**TASK STATEMENT**
Rewrite the lines from the one containing "the fog light" through the one containing "545L431 536L427 534L424" as a JSON list of strings, with one string per line and blank lines omitted.

[Records from a dataset]
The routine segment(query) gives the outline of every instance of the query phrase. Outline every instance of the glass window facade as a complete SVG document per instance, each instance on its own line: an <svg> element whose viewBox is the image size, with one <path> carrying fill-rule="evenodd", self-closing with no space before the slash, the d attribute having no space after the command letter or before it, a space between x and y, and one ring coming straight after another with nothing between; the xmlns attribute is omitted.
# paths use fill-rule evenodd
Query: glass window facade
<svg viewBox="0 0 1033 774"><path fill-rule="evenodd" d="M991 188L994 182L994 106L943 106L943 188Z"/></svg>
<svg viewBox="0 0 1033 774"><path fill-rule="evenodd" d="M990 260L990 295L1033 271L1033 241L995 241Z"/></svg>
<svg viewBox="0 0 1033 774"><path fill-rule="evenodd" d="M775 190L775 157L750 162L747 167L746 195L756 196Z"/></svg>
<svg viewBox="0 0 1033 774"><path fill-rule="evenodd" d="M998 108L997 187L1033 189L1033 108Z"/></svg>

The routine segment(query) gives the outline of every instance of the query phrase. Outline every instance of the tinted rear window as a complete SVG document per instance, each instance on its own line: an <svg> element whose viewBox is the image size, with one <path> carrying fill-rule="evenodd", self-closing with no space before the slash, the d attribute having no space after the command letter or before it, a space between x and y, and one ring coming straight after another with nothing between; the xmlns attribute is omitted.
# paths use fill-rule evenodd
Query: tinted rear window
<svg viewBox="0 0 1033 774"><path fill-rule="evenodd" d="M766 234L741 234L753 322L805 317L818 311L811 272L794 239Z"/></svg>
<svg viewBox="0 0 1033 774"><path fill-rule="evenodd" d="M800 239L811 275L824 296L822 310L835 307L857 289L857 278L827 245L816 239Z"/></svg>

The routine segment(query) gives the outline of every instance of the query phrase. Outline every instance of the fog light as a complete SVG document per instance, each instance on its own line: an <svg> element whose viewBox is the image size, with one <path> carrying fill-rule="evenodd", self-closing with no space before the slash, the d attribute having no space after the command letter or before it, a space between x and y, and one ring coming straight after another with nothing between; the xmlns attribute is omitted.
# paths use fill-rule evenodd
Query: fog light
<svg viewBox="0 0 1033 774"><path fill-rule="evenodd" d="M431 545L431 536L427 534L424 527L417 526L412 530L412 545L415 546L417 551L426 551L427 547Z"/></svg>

--

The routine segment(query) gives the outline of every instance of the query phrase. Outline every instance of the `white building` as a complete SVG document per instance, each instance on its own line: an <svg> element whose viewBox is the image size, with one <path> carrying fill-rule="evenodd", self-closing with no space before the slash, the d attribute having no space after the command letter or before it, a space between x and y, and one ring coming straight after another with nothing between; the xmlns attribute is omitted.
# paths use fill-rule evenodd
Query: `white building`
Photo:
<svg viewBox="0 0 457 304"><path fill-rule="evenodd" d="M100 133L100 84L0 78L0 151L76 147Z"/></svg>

**ANSWER FOR THE TASK**
[
  "The routine segment(query) gives the outline of every instance of the query phrase. Outline every instance of the fog light as a complete SVG document per instance, each instance on its own line: an <svg> element whose viewBox is the image size, with one <path> carrying fill-rule=\"evenodd\", self-closing with no space before the slash, the d attribute having no space after the command letter or before it, a space between x and y, and one ring coming straight after another with nothing between; the xmlns attribute is omitted.",
  "# paths use fill-rule evenodd",
  "Query: fog light",
  "<svg viewBox=\"0 0 1033 774\"><path fill-rule=\"evenodd\" d=\"M431 545L431 536L427 534L424 527L417 526L412 530L412 545L415 546L417 551L426 551L427 547Z\"/></svg>"
]